- Aim of the task -
Extract the text of all the records below verbatim, leaving out the pictures.

- Material to process -
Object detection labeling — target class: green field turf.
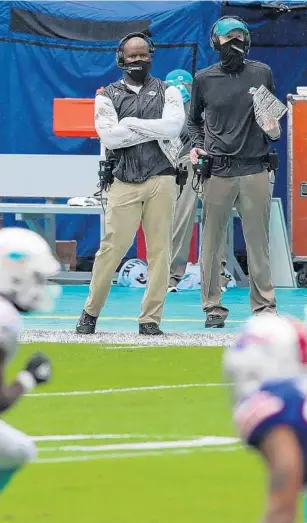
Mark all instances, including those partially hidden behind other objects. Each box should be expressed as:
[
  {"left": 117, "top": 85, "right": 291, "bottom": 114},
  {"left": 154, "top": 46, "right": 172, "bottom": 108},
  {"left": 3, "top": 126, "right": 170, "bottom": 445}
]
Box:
[{"left": 0, "top": 343, "right": 304, "bottom": 523}]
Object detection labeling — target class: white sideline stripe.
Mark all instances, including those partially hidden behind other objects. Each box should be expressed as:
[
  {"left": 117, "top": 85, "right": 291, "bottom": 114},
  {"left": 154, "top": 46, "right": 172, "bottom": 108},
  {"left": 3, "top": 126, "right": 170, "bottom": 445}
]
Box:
[
  {"left": 25, "top": 383, "right": 229, "bottom": 398},
  {"left": 39, "top": 436, "right": 239, "bottom": 452},
  {"left": 31, "top": 434, "right": 150, "bottom": 441},
  {"left": 33, "top": 445, "right": 243, "bottom": 465}
]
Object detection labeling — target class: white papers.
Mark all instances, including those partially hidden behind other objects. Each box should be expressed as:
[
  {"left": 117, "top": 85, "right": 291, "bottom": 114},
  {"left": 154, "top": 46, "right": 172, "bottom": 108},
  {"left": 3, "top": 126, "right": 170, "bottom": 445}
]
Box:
[
  {"left": 252, "top": 85, "right": 288, "bottom": 129},
  {"left": 158, "top": 138, "right": 183, "bottom": 168}
]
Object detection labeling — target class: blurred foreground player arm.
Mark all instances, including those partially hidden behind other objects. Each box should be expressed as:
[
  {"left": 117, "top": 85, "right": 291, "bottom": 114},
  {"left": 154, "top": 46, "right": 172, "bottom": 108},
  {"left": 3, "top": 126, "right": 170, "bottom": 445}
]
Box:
[
  {"left": 260, "top": 426, "right": 303, "bottom": 523},
  {"left": 224, "top": 313, "right": 307, "bottom": 523},
  {"left": 0, "top": 228, "right": 59, "bottom": 492},
  {"left": 0, "top": 308, "right": 51, "bottom": 412},
  {"left": 235, "top": 392, "right": 304, "bottom": 523}
]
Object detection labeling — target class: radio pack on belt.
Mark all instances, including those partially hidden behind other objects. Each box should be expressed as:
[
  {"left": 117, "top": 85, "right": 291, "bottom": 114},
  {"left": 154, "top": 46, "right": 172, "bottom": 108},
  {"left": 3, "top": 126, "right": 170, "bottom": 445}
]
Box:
[{"left": 192, "top": 155, "right": 213, "bottom": 192}]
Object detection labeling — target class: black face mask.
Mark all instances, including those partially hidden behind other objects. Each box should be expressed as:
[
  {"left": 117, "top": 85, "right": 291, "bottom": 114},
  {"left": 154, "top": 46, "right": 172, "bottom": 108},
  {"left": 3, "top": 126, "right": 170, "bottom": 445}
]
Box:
[
  {"left": 125, "top": 60, "right": 151, "bottom": 84},
  {"left": 220, "top": 38, "right": 245, "bottom": 73}
]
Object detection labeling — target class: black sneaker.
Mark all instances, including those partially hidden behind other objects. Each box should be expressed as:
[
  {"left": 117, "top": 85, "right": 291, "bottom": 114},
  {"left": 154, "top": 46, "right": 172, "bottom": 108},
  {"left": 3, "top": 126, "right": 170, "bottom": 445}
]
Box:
[
  {"left": 76, "top": 310, "right": 97, "bottom": 334},
  {"left": 139, "top": 323, "right": 163, "bottom": 336},
  {"left": 205, "top": 314, "right": 225, "bottom": 329}
]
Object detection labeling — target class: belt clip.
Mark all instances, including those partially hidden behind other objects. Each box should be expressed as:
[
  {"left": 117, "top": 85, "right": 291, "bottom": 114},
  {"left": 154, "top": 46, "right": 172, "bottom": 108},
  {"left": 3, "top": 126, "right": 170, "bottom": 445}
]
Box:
[{"left": 223, "top": 156, "right": 231, "bottom": 167}]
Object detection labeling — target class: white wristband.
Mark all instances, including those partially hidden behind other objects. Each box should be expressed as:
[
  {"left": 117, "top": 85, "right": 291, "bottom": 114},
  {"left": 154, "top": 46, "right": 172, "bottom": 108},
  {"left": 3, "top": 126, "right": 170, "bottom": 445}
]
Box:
[{"left": 16, "top": 370, "right": 36, "bottom": 393}]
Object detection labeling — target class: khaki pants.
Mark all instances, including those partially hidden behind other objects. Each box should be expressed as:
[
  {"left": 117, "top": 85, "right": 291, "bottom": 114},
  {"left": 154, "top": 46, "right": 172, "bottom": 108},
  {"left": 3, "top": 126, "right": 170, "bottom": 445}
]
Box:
[
  {"left": 201, "top": 170, "right": 276, "bottom": 318},
  {"left": 85, "top": 175, "right": 176, "bottom": 324},
  {"left": 169, "top": 154, "right": 227, "bottom": 287}
]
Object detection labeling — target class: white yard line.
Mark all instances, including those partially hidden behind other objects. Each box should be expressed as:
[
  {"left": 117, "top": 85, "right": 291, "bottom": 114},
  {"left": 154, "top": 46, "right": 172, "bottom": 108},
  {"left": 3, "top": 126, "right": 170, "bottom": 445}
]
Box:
[
  {"left": 33, "top": 445, "right": 243, "bottom": 465},
  {"left": 39, "top": 436, "right": 239, "bottom": 452},
  {"left": 31, "top": 434, "right": 150, "bottom": 441},
  {"left": 25, "top": 383, "right": 228, "bottom": 398}
]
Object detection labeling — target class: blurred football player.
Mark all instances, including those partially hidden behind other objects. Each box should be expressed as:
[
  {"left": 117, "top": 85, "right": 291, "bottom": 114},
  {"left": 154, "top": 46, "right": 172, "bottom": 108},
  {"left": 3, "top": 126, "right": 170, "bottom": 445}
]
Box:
[
  {"left": 224, "top": 314, "right": 307, "bottom": 523},
  {"left": 0, "top": 228, "right": 59, "bottom": 491}
]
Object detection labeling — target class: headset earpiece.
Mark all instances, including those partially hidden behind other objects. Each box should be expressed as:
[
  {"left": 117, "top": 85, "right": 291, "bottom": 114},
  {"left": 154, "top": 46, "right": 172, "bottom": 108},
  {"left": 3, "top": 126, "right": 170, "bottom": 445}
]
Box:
[{"left": 116, "top": 33, "right": 155, "bottom": 68}]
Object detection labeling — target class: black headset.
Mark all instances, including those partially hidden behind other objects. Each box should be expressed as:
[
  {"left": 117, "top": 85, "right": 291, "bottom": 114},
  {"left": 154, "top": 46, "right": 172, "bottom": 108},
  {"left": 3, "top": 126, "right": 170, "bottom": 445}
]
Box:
[
  {"left": 210, "top": 16, "right": 251, "bottom": 54},
  {"left": 116, "top": 33, "right": 155, "bottom": 69}
]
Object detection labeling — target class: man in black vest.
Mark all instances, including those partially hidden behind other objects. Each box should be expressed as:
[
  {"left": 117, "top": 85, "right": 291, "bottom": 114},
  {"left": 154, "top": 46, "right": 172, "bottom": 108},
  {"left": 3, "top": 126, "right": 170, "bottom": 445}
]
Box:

- Problem solution -
Object detection labeling — target class: green field turf.
Mark all instances, including those partially hidden behind other objects. Each box should be expressed as:
[
  {"left": 117, "top": 85, "right": 291, "bottom": 114},
  {"left": 154, "top": 46, "right": 172, "bottom": 108},
  {"left": 3, "top": 126, "right": 170, "bottom": 445}
]
Box:
[{"left": 0, "top": 343, "right": 304, "bottom": 523}]
Object detection labeling — target class: white sideline stripe.
Mark all instances, including those partially hidden behind other objects. Each box should be expressed as:
[
  {"left": 117, "top": 85, "right": 291, "bottom": 114},
  {"left": 154, "top": 46, "right": 172, "bottom": 108},
  {"left": 3, "top": 126, "right": 170, "bottom": 445}
]
Box:
[
  {"left": 25, "top": 383, "right": 229, "bottom": 398},
  {"left": 39, "top": 436, "right": 239, "bottom": 452},
  {"left": 31, "top": 434, "right": 150, "bottom": 441},
  {"left": 33, "top": 445, "right": 243, "bottom": 465}
]
Object detection labeling — target class: white papers.
Mark all instances, including those partially hidden behind other objects. Each box should be expressed as:
[
  {"left": 117, "top": 85, "right": 291, "bottom": 114},
  {"left": 154, "top": 46, "right": 172, "bottom": 108},
  {"left": 3, "top": 126, "right": 170, "bottom": 445}
]
Box:
[
  {"left": 252, "top": 85, "right": 288, "bottom": 129},
  {"left": 158, "top": 138, "right": 183, "bottom": 168}
]
Object detection labeling — target class: blurred foreground player arm.
Mark all instances, including those partially hidden behind other objects. Each box should be expressed as:
[
  {"left": 117, "top": 85, "right": 291, "bottom": 114},
  {"left": 154, "top": 46, "right": 172, "bottom": 108},
  {"left": 3, "top": 126, "right": 170, "bottom": 445}
]
Box:
[
  {"left": 260, "top": 426, "right": 303, "bottom": 523},
  {"left": 224, "top": 313, "right": 307, "bottom": 523},
  {"left": 0, "top": 228, "right": 59, "bottom": 492},
  {"left": 0, "top": 308, "right": 51, "bottom": 412},
  {"left": 235, "top": 392, "right": 304, "bottom": 523}
]
Object detection labeling — target class: radio pack on belt.
Mark all instances, including those partially hidden behind other objects. Each box should be expressed as:
[
  {"left": 117, "top": 85, "right": 291, "bottom": 114},
  {"left": 154, "top": 46, "right": 172, "bottom": 108},
  {"left": 3, "top": 126, "right": 170, "bottom": 445}
]
Box:
[{"left": 192, "top": 155, "right": 213, "bottom": 192}]
Object detection labeling — target class: black face mask.
Mark all instances, including those partially hidden behind other objects. Each box should be expressed as:
[
  {"left": 117, "top": 85, "right": 291, "bottom": 114},
  {"left": 154, "top": 46, "right": 172, "bottom": 108},
  {"left": 3, "top": 126, "right": 170, "bottom": 445}
]
Box:
[
  {"left": 125, "top": 60, "right": 151, "bottom": 84},
  {"left": 220, "top": 38, "right": 245, "bottom": 73}
]
Object detection labeling — target class: black sneaker.
Mark all instances, including those partially hidden behind other objects. Each box should be expressed as:
[
  {"left": 117, "top": 85, "right": 291, "bottom": 114},
  {"left": 154, "top": 46, "right": 172, "bottom": 108},
  {"left": 3, "top": 126, "right": 170, "bottom": 445}
]
Box:
[
  {"left": 76, "top": 310, "right": 97, "bottom": 334},
  {"left": 139, "top": 323, "right": 163, "bottom": 336},
  {"left": 205, "top": 314, "right": 225, "bottom": 329}
]
Object detection labeling — target class: belt clip.
Mark all instances, including those partially hidden behind other objects. Each box should be expressed as:
[
  {"left": 117, "top": 85, "right": 291, "bottom": 114},
  {"left": 154, "top": 46, "right": 172, "bottom": 108},
  {"left": 3, "top": 126, "right": 170, "bottom": 445}
]
Box:
[{"left": 223, "top": 156, "right": 231, "bottom": 167}]
Object detection labeling — target class: white wristband.
Mark all instances, including those partially hidden behind other objects. Each box should be expressed as:
[
  {"left": 117, "top": 85, "right": 291, "bottom": 114},
  {"left": 154, "top": 46, "right": 172, "bottom": 108},
  {"left": 3, "top": 126, "right": 170, "bottom": 445}
]
Box:
[{"left": 16, "top": 370, "right": 36, "bottom": 393}]
Object detection labeling — target class: khaki pants.
Mark all instances, including those partially hidden behind other objects. Each box should be expressed as:
[
  {"left": 117, "top": 85, "right": 291, "bottom": 114},
  {"left": 154, "top": 46, "right": 172, "bottom": 108},
  {"left": 3, "top": 126, "right": 170, "bottom": 445}
]
Box:
[
  {"left": 201, "top": 170, "right": 276, "bottom": 318},
  {"left": 85, "top": 175, "right": 176, "bottom": 324},
  {"left": 169, "top": 154, "right": 227, "bottom": 287}
]
Object detection labeling — target class: white yard line.
Mark all instances, including those partially hidden behind other objects. Each box should be expressed as:
[
  {"left": 117, "top": 85, "right": 291, "bottom": 114},
  {"left": 154, "top": 46, "right": 172, "bottom": 108},
  {"left": 3, "top": 126, "right": 170, "bottom": 445}
]
Box:
[
  {"left": 33, "top": 445, "right": 243, "bottom": 465},
  {"left": 39, "top": 436, "right": 239, "bottom": 452},
  {"left": 31, "top": 434, "right": 150, "bottom": 441},
  {"left": 25, "top": 383, "right": 228, "bottom": 398}
]
Object detection labeling — target class: blurred football player.
Mark all instances, including those partially hidden behind other objects. Each box should be expressed as:
[
  {"left": 117, "top": 85, "right": 291, "bottom": 114},
  {"left": 154, "top": 46, "right": 172, "bottom": 108},
  {"left": 3, "top": 126, "right": 170, "bottom": 445}
]
Box:
[
  {"left": 224, "top": 314, "right": 307, "bottom": 523},
  {"left": 0, "top": 228, "right": 59, "bottom": 491}
]
Object detection labeling — target class: headset earpiece.
Mark all instances, including those partially hidden behind other objects. Each box should be expressed as:
[
  {"left": 117, "top": 85, "right": 291, "bottom": 114},
  {"left": 154, "top": 46, "right": 172, "bottom": 108},
  {"left": 3, "top": 126, "right": 170, "bottom": 445}
]
Box:
[{"left": 116, "top": 33, "right": 155, "bottom": 68}]
Object detection labeling — target class: black headset.
Mark all instances, including those partially hidden behind other objects. Each box should be expressed as:
[
  {"left": 117, "top": 85, "right": 291, "bottom": 114},
  {"left": 154, "top": 46, "right": 172, "bottom": 108},
  {"left": 3, "top": 126, "right": 170, "bottom": 445}
]
Box:
[
  {"left": 210, "top": 16, "right": 251, "bottom": 54},
  {"left": 116, "top": 33, "right": 155, "bottom": 69}
]
Object detection labeling — target class: man in black vest.
Mark all instances, including those partially hidden behind other objects. Each box should be expressed as:
[
  {"left": 117, "top": 85, "right": 291, "bottom": 114},
  {"left": 154, "top": 46, "right": 172, "bottom": 108},
  {"left": 3, "top": 126, "right": 170, "bottom": 445}
]
Box:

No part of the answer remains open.